WHAT THE EXERCISE ASKS:
Print the records below without changes, from the line containing "Where can you find the barred" up to and including the line containing "pixel 572 274", and leave the pictures out.

____ DATASET RECORDS

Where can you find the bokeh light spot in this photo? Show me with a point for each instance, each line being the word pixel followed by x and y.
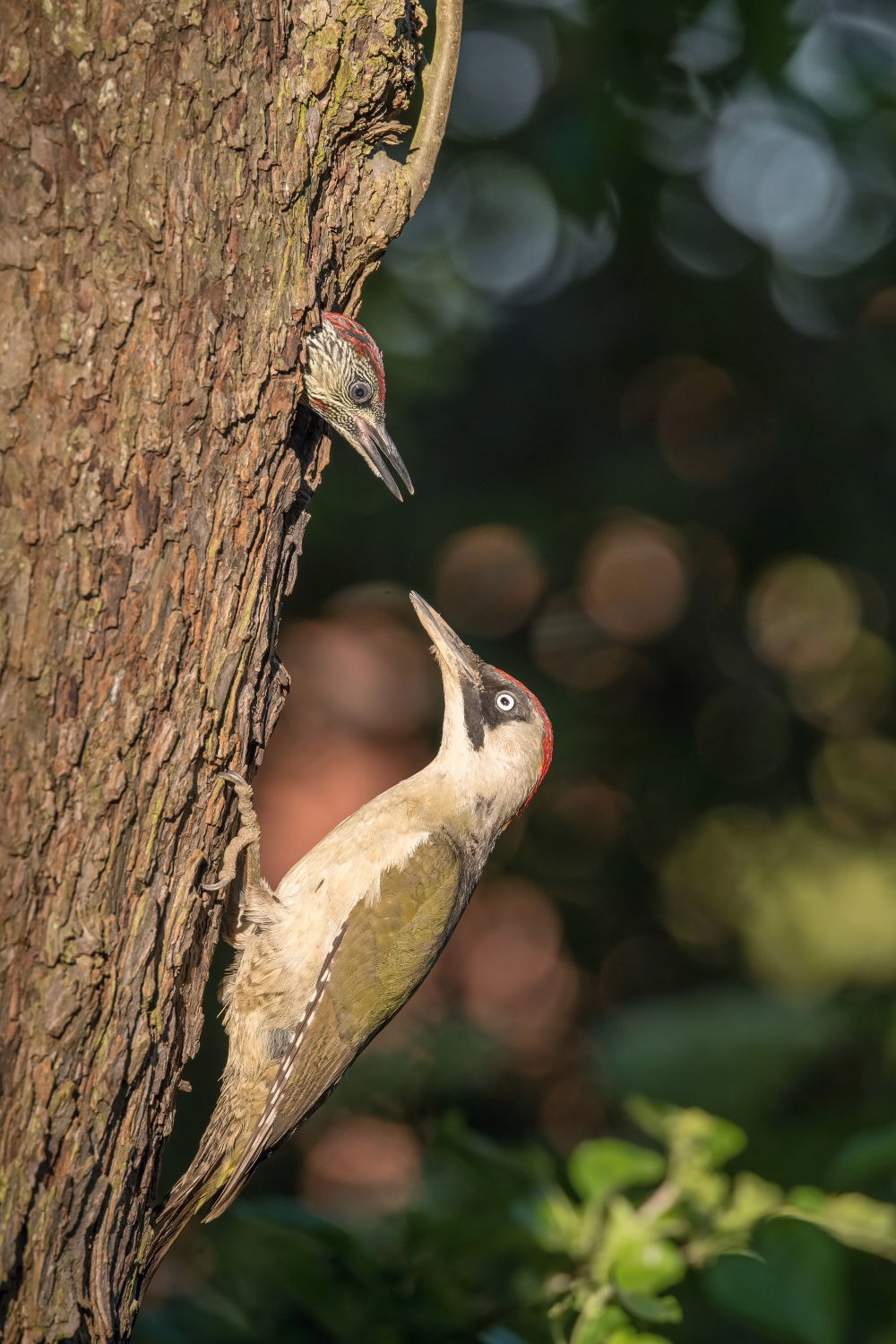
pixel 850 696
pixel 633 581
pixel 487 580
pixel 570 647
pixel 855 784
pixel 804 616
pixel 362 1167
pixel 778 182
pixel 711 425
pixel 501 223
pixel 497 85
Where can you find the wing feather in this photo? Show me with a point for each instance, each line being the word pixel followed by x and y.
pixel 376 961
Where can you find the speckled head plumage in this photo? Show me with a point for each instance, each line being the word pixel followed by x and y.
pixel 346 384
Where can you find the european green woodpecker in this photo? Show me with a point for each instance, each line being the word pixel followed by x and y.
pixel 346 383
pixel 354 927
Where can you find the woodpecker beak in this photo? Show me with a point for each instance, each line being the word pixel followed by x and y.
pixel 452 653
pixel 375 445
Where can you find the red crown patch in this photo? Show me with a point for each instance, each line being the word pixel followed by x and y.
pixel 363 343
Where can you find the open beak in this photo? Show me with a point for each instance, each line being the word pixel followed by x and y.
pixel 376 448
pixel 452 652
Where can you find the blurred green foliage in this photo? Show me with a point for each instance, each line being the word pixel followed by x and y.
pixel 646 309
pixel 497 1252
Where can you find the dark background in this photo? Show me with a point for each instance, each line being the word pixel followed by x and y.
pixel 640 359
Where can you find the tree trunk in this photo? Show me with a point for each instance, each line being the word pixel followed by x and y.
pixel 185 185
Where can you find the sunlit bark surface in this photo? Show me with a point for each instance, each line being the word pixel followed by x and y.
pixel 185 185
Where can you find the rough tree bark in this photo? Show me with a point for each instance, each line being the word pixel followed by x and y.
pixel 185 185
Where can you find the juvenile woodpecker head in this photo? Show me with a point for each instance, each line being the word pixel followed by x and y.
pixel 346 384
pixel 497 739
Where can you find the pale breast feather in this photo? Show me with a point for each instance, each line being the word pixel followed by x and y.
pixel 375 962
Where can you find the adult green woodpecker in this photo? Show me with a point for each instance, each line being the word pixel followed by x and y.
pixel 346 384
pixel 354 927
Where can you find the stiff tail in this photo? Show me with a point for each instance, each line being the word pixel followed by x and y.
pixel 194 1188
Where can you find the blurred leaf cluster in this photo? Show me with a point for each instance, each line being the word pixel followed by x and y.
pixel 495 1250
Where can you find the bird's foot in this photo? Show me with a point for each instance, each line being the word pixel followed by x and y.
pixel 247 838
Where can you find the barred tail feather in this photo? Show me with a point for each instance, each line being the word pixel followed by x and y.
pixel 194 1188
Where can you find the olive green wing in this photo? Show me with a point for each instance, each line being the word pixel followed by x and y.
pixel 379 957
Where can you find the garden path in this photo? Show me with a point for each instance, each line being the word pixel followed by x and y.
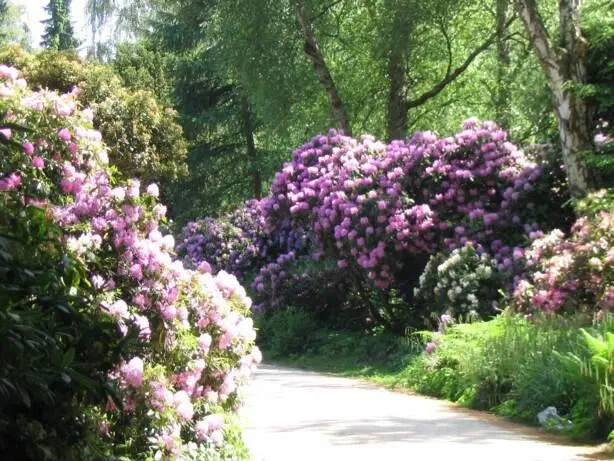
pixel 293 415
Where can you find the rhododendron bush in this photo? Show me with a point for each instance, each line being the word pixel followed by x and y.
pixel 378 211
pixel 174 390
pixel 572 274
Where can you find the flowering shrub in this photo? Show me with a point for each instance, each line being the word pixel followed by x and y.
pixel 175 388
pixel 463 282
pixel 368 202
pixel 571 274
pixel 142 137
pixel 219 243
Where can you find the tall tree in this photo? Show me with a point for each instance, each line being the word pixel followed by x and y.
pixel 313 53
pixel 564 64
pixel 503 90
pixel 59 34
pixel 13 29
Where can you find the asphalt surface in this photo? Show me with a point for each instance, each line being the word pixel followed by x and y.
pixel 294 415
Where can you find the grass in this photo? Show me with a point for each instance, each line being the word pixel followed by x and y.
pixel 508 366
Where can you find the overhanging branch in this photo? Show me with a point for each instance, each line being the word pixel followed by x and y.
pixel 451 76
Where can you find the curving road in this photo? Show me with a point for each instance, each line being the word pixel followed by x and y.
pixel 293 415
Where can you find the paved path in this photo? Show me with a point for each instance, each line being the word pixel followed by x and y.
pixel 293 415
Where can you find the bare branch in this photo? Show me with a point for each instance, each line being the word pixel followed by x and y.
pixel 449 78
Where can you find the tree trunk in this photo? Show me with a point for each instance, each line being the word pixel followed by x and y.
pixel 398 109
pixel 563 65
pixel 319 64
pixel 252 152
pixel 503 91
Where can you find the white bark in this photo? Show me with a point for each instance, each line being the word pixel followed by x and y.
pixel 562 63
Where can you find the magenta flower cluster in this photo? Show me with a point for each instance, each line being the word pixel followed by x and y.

________

COMPLETE OUTPUT:
Where can you find the barred tail feather in this photo? Show me with a point for each instance, each line being the word pixel followed by x and y.
pixel 194 1188
Where can you find the olive green wing in this photo? Show me with a point for each instance, each line being the word pixel followed by x and y.
pixel 379 957
Where can you find the garden path in this photo? Show me with a point for each instance, each line being the word pixel followed by x and y.
pixel 293 415
Where can you find the rhododendron bush in this photo? Show me with a point for each instance, each line being the word pixel followed by x and y.
pixel 378 211
pixel 174 390
pixel 572 274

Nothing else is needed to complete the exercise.